TASK TO COMPLETE: Please count the lines in the listing below that contain the string "patch", treating uppercase and lowercase as different, and give only the number.

··· INPUT RECORDS

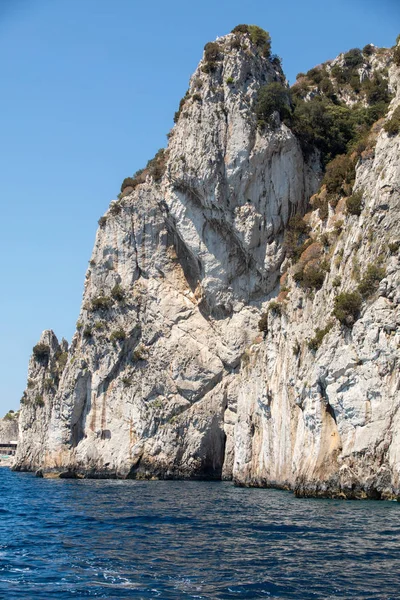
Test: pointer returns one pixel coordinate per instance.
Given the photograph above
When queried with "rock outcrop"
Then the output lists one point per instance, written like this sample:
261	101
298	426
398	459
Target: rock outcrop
167	374
9	428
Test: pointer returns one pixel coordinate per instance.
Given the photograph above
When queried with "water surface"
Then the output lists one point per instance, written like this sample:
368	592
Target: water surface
133	539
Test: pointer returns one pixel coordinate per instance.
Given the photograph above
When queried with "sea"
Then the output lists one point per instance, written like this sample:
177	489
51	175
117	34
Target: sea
190	539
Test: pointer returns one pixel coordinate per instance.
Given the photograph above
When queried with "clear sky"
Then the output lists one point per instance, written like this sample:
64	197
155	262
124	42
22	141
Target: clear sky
89	90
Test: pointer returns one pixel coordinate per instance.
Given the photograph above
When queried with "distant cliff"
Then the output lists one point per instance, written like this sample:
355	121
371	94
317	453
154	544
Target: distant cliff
241	310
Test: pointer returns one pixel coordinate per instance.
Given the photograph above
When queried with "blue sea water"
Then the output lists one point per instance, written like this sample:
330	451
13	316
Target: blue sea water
172	539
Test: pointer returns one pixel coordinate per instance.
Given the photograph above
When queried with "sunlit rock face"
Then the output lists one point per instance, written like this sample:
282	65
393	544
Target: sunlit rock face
167	374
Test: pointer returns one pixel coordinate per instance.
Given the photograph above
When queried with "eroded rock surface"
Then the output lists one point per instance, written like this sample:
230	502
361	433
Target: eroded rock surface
167	374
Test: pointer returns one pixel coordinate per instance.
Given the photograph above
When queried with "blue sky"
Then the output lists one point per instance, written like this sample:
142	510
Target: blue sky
89	90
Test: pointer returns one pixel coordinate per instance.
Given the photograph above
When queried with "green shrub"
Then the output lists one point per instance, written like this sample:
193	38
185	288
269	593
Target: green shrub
376	90
392	127
181	105
270	98
240	29
260	38
117	335
139	353
263	323
41	352
354	203
157	165
396	55
275	308
87	332
117	292
39	400
212	52
48	384
347	307
115	208
371	278
316	341
101	303
313	277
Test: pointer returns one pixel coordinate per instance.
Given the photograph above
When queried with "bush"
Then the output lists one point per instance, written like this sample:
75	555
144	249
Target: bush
376	90
139	353
347	307
128	182
118	292
275	308
270	98
115	208
396	55
117	335
212	52
394	247
370	281
354	203
313	277
353	58
157	165
316	341
39	400
41	352
240	29
260	38
263	323
101	303
392	127
48	384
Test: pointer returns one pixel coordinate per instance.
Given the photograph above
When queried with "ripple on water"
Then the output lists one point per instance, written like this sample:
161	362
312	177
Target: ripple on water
131	539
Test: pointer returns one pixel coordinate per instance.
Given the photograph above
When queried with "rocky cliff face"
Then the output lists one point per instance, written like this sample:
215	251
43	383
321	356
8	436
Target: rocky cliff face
9	428
168	375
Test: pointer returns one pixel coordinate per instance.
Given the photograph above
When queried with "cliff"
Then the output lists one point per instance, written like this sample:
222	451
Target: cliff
9	428
226	232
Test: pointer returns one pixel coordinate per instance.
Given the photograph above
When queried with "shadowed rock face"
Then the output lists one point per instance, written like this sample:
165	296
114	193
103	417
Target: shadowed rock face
167	376
8	429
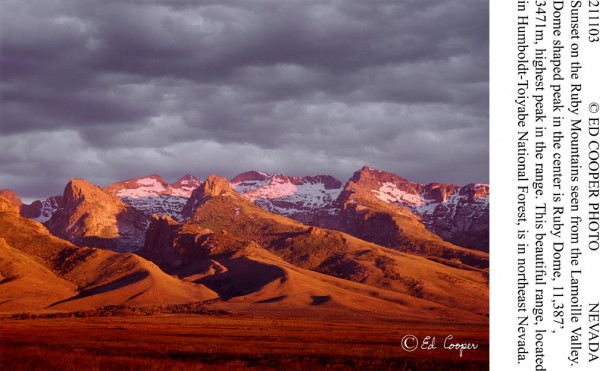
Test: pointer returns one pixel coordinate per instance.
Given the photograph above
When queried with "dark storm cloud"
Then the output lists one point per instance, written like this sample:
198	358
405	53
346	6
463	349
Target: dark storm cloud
115	89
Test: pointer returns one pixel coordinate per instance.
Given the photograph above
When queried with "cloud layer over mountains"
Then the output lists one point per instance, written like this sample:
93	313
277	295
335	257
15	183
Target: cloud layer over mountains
109	90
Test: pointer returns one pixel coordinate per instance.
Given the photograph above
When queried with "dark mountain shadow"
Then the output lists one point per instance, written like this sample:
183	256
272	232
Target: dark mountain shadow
111	286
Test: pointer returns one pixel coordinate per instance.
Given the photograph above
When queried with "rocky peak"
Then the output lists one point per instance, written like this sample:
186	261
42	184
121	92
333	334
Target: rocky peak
475	191
7	205
11	195
186	181
78	190
150	185
42	211
249	176
213	186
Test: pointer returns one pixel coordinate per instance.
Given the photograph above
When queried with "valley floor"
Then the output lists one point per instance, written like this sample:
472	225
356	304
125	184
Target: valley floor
232	341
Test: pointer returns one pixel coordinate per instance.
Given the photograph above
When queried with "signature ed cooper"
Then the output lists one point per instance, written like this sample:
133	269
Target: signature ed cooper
411	343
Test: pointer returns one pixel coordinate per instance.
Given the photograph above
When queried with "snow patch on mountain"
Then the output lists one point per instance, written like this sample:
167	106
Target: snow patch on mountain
389	193
147	187
170	205
290	196
49	207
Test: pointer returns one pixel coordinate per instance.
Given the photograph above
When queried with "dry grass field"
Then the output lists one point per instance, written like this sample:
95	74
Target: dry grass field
230	342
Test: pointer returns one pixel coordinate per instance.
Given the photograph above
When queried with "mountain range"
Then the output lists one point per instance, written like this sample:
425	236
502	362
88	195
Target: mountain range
377	244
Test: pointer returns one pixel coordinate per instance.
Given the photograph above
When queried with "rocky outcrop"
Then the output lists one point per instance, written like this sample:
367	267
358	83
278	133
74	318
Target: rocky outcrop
93	217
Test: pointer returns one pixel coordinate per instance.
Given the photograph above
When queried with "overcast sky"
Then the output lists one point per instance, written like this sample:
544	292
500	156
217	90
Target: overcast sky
109	90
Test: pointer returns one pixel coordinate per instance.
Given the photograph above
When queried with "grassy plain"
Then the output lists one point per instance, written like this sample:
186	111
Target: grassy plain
231	342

······

THE RESULT: 2